Content starts
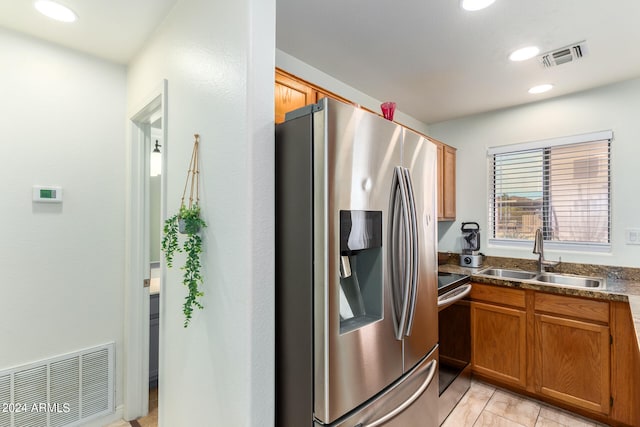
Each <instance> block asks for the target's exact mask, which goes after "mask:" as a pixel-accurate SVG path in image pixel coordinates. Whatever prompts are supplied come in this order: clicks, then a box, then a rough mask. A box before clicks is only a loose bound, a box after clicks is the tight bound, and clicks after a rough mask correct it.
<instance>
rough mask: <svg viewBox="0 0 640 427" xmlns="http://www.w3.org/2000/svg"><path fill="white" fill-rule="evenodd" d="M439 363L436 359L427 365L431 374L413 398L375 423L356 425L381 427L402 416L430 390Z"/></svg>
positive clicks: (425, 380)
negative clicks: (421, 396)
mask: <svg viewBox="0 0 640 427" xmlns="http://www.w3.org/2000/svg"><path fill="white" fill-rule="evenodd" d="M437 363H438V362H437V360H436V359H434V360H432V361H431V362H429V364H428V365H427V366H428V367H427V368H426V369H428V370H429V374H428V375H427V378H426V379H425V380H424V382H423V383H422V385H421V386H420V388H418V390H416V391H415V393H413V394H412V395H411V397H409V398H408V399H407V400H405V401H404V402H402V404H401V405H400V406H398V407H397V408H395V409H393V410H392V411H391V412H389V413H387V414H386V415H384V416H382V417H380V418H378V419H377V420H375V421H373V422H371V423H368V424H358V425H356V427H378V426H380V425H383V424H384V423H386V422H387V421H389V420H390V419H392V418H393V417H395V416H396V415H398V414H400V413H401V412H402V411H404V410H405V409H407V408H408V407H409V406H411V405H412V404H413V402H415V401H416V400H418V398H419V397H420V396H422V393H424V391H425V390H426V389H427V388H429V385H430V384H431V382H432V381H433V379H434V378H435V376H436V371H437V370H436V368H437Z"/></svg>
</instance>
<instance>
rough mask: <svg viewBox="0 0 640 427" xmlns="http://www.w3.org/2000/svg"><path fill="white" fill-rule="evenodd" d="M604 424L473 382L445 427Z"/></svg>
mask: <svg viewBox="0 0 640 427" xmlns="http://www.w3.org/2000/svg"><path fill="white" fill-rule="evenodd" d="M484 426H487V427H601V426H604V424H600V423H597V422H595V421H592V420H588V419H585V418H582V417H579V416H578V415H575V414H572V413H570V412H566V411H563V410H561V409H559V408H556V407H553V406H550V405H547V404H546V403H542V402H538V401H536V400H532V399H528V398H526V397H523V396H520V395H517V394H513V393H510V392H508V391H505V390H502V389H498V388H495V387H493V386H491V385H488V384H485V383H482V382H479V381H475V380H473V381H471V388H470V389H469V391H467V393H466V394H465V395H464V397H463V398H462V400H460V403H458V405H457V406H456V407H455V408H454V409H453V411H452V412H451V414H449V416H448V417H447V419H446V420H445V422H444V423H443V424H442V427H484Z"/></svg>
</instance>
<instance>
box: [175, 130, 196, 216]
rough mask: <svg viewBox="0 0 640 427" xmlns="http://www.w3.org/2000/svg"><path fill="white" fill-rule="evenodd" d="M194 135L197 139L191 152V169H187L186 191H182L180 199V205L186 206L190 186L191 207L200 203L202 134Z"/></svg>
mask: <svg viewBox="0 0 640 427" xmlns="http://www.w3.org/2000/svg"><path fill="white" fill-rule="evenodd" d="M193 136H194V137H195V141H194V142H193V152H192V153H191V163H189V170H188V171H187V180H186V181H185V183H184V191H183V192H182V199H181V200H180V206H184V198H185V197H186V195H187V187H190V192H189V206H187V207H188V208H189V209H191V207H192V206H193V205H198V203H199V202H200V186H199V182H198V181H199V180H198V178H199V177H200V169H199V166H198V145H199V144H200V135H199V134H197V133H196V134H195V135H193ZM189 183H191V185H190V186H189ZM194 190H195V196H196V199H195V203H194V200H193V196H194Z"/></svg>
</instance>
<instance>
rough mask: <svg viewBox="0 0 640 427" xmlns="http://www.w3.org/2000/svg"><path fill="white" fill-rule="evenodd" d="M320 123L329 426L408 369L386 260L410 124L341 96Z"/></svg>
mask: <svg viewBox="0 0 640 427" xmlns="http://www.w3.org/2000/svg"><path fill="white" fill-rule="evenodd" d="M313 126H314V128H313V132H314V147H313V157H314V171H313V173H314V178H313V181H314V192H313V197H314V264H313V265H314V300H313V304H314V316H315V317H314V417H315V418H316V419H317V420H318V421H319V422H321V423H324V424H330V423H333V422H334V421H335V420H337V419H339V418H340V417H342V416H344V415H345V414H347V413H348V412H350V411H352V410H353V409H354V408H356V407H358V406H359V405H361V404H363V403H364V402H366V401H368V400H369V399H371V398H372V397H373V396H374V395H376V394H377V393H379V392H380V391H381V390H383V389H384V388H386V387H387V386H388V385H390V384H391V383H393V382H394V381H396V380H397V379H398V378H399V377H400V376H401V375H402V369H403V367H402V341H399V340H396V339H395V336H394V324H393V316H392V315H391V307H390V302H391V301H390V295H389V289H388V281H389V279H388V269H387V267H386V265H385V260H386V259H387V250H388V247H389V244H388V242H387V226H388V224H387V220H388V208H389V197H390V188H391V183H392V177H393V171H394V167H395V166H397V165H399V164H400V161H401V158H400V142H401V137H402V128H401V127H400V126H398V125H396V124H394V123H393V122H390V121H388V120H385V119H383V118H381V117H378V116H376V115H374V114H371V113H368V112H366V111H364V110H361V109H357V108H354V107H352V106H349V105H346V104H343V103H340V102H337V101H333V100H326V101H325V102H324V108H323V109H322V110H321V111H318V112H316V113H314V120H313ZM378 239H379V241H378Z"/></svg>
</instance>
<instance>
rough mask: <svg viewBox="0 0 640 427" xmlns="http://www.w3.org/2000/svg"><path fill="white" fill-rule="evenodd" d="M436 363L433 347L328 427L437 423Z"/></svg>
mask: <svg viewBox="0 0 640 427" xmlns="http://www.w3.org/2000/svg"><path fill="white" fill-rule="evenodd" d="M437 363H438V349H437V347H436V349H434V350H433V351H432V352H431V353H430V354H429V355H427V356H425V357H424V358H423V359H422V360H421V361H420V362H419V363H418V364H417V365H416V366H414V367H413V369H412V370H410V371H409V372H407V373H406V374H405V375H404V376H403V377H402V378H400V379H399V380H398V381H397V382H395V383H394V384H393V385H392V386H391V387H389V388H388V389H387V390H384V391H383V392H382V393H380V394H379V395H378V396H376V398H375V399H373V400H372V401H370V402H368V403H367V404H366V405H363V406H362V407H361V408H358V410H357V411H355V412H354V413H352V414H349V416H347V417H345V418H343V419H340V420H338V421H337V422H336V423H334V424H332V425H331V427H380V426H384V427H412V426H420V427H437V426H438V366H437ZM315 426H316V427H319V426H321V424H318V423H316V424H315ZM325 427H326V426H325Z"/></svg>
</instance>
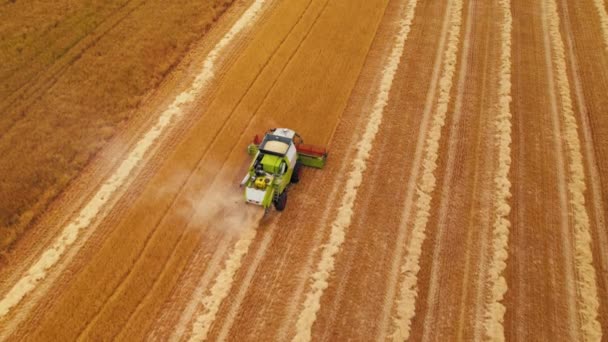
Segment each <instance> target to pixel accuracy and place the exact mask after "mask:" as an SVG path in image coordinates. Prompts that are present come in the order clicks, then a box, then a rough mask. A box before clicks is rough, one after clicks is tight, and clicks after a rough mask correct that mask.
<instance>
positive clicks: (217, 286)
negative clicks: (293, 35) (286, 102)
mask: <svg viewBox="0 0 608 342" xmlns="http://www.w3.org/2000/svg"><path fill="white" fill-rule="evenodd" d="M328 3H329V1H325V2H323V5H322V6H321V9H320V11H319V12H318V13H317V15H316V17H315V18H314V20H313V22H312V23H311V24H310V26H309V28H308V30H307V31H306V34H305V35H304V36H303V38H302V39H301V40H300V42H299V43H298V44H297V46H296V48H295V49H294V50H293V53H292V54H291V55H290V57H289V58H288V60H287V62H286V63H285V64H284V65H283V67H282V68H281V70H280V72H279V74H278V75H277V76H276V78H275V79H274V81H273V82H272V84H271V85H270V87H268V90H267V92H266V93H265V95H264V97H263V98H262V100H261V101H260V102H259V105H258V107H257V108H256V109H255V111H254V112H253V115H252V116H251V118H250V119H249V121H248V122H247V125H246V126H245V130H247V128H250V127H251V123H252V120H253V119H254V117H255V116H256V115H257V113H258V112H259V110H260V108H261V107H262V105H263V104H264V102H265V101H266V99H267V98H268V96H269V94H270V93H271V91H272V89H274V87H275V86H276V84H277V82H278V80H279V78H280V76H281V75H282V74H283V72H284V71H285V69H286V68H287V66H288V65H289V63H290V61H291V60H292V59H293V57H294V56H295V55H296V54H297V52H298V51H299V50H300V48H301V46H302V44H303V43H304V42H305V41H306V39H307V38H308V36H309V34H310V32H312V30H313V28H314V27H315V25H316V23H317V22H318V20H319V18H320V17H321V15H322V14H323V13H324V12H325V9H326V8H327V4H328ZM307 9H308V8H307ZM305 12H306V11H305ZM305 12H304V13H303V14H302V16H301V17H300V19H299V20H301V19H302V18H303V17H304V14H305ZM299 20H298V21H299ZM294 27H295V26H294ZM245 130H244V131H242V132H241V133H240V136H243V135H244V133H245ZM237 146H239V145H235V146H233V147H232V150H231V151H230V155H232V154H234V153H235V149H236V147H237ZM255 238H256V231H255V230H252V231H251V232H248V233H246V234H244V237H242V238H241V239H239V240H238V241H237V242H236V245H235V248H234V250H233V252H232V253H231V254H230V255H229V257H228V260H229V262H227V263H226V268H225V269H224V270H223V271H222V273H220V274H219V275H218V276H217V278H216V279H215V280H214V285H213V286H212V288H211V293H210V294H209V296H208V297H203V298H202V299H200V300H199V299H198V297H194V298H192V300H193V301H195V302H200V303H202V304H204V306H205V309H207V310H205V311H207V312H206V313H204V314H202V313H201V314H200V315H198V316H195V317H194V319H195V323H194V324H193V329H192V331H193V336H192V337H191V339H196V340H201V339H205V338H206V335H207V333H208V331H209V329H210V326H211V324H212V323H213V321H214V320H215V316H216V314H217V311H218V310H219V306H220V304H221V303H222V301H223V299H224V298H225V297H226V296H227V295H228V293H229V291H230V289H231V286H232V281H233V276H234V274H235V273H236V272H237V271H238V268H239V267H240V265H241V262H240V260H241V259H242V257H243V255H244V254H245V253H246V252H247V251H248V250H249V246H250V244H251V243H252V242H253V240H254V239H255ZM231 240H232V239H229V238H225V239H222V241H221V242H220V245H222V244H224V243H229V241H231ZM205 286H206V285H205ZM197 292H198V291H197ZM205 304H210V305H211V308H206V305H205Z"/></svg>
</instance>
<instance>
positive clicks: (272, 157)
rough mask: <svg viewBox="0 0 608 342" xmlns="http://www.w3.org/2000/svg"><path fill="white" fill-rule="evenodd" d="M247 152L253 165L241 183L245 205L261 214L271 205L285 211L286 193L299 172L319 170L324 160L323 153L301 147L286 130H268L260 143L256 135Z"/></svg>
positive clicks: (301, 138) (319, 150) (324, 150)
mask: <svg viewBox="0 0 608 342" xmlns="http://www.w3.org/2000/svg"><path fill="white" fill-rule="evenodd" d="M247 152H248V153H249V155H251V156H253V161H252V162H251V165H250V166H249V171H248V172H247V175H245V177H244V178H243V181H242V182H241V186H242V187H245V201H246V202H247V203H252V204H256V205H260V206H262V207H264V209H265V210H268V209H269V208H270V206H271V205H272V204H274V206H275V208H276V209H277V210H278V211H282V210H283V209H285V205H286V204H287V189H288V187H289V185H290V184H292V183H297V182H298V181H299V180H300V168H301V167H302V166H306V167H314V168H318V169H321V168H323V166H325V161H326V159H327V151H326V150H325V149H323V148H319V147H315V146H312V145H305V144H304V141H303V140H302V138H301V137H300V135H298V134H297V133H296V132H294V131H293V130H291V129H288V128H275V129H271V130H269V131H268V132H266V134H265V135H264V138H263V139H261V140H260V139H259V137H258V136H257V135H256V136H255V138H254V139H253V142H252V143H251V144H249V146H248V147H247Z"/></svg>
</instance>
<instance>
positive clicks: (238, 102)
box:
Content ends
** ASSIGNMENT **
Using the records above, write out exactly the lines between the one holding "Segment each <instance>" and the one holding "positive clicks: (217, 286)", inclusive; leave everything else out.

** ANSWER AREA **
Segment each <instance> target to pixel accuracy and place the exact mask after "mask:" as an SVG path in image coordinates. Prompts that are present come in the order clicks, then a box, then a rough mask. A box before clicks is rough, one after clicks is tight, and clicks after a rough mask correct that mask.
<instance>
positive clicks: (217, 286)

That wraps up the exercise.